▸ **Aufgaben**
A. Nenne die Vorschrift, deren Regelungsgehalt Grundstücksübertragungen gem. § 68 FlurbG im Wege des freiwilligen Landtausches laut dem Text zum freiwilligen Landtausch nicht unterfallen.
B. Führe den Text zum freiwilligen Landtausch im Anschluss an seinen letzten Satz weiter.
-------- Vorliegender Text --------
Revision eingelegt (BFH VI R 9/17)
Entscheidungsstichwort (Thema)
Bewertung von landwirtschaftlichen Grundstücken im Rahmen eines freiwilligen Landtauschs - Zu den Voraussetzungen einer Teilwertabschreibung im Verfahren des freiwilligen Landtauschs
Leitsatz (amtlich)
1. Grundstücksübertragungen gem. § 68 FlurbG im Wege des freiwilligen Landtausches nach §§ 103a ff FlurbG unterfallen nicht dem Regelungsgehalt von § 6 Abs. 6 S. 1 EStG.
2. Die Besonderheiten eines hoheitlichen Umlegungsverfahrens rechtfertigen es auch für das Verfahren des freiwilligen Landtausches die Rechtsgrundsätze, die ertragsteuerlich für das Flurbereinigungsverfahren entwickelt worden sind, entsprechend anzuwenden. Eine Gewinn-(Verlust) Realisierung nach Tauschgrundsätzen tritt somit nicht ein.
3. Eine Minderung der Anschaffungskosten der im freiwilligen Landtausch hingegebenen oder gewonnenen Grundstücke auf den Teilwert kommt dann nicht in Betracht, wenn die im Landtausch hingegebenen Grundstücke zeitnah zu Preisen erworben wurden, die über den durchschnittlichen Bodenrichtwerten lagen, kein Wertausgleich für die gewonnenen Grundstücke zu leisten ist, die Voraussetzungen für eine Fehlinvestition oder eines Überpreises nicht vorliegen, und wenn unter dem Gesichtspunkt der konkreten betrieblichen Funktion der eingebundenen Grundstücke eine andauernde Wertminderung nicht abzusehen ist.
-------- Gespeicherte Daten --------
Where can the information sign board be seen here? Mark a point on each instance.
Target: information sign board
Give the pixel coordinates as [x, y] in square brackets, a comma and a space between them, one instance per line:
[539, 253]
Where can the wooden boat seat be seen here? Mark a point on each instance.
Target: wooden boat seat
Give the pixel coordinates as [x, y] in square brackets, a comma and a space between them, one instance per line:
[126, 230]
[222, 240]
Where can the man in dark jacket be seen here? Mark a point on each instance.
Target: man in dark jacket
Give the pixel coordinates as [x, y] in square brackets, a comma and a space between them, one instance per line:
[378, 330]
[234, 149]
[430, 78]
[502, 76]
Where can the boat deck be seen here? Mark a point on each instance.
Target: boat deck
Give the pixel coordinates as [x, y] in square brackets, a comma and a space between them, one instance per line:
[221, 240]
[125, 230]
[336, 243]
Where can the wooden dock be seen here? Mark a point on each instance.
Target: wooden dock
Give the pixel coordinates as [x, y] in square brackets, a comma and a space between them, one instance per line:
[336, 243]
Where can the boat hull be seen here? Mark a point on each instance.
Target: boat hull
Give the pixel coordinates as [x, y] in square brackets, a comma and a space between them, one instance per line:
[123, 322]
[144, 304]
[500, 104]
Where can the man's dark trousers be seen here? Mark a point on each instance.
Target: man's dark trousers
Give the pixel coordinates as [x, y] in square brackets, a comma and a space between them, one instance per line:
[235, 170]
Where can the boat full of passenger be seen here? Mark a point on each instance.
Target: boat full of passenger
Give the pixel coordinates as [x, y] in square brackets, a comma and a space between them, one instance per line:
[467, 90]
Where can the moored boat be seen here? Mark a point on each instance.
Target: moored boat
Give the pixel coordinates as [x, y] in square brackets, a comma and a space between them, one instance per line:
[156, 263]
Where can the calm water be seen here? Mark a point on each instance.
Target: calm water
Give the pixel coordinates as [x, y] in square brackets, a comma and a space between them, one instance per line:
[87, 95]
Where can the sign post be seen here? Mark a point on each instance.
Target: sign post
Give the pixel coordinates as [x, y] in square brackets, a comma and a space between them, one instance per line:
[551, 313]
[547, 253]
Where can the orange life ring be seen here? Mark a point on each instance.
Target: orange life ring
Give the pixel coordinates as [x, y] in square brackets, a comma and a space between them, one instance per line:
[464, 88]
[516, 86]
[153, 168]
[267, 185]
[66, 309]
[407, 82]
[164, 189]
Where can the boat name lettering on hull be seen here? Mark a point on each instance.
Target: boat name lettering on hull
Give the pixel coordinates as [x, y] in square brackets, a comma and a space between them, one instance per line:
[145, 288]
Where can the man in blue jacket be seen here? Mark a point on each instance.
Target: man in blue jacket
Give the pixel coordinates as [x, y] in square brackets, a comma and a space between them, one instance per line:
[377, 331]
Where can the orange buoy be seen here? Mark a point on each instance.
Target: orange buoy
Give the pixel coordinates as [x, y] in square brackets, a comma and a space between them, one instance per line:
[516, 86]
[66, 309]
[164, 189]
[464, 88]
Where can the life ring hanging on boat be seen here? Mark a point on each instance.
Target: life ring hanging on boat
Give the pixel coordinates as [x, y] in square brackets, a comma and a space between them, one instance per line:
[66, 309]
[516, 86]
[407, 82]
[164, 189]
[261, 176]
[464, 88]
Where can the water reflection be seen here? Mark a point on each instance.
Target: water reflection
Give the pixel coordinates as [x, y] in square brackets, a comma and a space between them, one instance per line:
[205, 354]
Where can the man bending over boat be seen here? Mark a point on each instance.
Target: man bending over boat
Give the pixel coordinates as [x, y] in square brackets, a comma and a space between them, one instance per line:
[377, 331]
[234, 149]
--------
▸ **Ergebnisse je Aufgabe**
A. § 6 Abs. 6 S. 1 EStG.

B.
Normenkette
EStG § 6 Abs. 1 Nr. 2 S. 2, Abs. 6 S. 1; BewG § 9 Abs. 2; FlurbG §§ 68, 103a
Nachgehend
Tatbestand
Streitig ist die Bewertung von landwirtschaftlichen Grundstücken im Rahmen eines freiwilligen Landtausches.
Die Kläger sind verheiratet und werden zusammen zur Einkommensteuer veranlagt.Der Kläger betreibt eine Landwirtschaft, hauptsächlich den Gemüseanbau. Die Gewinne ermittelte er in den Streitjahren mit Buchführung gemäß § 4 Abs. 1 Satz 1 EStG, das Wirtschaftsjahr endete jeweils zum 30. Juni.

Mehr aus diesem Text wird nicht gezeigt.